-- start --

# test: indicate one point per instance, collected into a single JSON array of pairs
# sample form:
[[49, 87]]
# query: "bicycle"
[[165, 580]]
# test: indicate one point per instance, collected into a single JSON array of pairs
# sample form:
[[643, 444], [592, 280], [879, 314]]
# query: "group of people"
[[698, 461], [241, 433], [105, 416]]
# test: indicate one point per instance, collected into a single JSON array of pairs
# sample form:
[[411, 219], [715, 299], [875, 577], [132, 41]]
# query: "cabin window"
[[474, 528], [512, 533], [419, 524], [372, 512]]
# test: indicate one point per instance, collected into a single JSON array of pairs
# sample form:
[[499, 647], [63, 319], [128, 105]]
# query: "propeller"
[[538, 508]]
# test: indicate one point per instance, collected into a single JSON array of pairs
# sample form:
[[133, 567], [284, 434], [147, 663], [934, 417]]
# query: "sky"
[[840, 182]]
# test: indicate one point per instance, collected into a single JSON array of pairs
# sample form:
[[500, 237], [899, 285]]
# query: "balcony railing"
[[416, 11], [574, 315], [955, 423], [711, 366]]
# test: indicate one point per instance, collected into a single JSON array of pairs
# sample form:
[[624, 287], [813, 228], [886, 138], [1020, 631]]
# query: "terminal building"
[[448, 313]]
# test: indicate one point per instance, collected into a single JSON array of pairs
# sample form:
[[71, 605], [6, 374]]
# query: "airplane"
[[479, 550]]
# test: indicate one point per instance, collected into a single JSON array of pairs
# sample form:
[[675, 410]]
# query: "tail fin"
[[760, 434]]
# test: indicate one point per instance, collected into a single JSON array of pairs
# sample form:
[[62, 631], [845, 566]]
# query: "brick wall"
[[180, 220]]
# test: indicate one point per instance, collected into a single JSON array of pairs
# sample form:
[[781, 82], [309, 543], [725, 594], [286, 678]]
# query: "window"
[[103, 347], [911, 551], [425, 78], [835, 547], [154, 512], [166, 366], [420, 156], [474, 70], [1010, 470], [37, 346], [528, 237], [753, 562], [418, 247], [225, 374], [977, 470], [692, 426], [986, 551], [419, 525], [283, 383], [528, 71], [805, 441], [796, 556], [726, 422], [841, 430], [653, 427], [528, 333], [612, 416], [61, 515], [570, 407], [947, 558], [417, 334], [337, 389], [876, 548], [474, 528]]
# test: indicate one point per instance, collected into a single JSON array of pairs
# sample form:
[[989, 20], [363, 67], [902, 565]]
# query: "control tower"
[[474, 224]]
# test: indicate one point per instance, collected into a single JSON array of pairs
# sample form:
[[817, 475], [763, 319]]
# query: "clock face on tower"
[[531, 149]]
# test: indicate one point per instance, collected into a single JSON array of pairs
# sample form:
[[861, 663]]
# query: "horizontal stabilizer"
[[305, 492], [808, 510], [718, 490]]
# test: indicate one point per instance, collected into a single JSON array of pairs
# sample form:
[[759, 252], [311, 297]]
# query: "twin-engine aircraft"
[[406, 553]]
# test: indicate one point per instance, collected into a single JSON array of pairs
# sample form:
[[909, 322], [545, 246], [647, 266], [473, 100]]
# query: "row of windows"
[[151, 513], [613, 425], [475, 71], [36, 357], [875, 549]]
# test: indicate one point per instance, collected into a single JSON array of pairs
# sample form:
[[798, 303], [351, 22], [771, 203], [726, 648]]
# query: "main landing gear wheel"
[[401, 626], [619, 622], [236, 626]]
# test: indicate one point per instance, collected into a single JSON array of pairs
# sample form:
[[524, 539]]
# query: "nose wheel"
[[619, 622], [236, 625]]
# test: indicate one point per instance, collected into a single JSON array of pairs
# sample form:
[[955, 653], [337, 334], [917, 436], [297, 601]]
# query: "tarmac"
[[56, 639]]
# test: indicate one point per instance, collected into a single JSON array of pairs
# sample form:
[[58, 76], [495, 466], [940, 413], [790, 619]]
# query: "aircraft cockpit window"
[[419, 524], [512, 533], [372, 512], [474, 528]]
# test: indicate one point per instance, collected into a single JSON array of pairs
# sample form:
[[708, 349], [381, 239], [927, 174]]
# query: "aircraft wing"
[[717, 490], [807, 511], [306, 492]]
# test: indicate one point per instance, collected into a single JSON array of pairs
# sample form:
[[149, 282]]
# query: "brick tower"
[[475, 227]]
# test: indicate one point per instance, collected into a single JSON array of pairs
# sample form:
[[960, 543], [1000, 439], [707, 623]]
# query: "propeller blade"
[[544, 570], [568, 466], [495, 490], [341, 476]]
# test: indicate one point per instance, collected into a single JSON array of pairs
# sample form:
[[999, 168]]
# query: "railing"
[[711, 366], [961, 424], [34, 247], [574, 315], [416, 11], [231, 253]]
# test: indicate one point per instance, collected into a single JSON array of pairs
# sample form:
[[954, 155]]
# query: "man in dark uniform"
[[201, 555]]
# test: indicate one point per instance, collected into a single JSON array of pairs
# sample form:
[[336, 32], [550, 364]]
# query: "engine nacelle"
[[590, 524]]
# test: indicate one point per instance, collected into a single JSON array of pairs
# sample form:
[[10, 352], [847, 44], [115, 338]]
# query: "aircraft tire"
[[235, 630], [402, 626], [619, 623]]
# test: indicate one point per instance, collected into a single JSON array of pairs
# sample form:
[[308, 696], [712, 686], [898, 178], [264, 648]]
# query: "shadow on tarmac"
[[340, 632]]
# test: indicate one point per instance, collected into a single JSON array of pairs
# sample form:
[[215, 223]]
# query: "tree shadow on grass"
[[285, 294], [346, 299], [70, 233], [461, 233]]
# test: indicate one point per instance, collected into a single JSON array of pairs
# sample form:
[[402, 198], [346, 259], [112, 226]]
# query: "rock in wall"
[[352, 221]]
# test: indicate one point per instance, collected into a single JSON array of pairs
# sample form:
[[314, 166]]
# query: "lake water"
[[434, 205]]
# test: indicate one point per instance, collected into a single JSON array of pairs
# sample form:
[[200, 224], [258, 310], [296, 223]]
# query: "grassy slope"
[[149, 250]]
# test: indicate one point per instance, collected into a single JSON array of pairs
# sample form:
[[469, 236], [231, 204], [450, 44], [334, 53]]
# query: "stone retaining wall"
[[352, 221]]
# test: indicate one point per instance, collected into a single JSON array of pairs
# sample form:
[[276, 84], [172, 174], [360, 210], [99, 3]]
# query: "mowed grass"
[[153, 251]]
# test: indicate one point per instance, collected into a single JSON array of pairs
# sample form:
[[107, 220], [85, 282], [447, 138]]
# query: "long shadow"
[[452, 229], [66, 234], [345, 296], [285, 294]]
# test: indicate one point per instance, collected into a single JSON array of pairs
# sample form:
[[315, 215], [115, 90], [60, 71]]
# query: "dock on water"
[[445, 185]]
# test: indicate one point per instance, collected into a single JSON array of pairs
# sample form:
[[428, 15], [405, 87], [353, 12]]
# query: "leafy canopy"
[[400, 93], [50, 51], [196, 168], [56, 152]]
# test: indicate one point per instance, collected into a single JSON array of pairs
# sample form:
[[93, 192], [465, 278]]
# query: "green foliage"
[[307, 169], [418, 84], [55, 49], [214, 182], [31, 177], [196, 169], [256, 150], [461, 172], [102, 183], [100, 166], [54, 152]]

-- end --

Task objective> Output the records as a JSON list of strings, one string per line with blank lines omitted, starting at the first line of the records and ending at the line that contains "[[538, 508]]".

The result>
[
  "# test: indicate one point per instance, collected into a single JSON array of pairs",
  "# sample form:",
  "[[49, 87]]",
  "# query: \"bicycle\"",
  "[[165, 580]]",
  "# test: indicate one point per instance, collected into a single JSON array of pairs",
  "# sample form:",
  "[[643, 444], [592, 280], [879, 314]]",
  "# query: \"group of people\"",
  "[[698, 461], [241, 433], [105, 416]]",
  "# test: indicate one point per instance, collected into a single JSON array of pairs",
  "# sample form:",
  "[[411, 219], [715, 299], [875, 577], [132, 41]]",
  "# query: \"cabin window\"",
  "[[474, 528], [512, 533], [419, 524], [372, 512]]",
  "# test: indicate one point per instance, collected into a single JSON array of pairs",
  "# sample form:",
  "[[499, 647], [63, 319], [128, 105]]",
  "# query: \"propeller\"",
  "[[538, 508]]"
]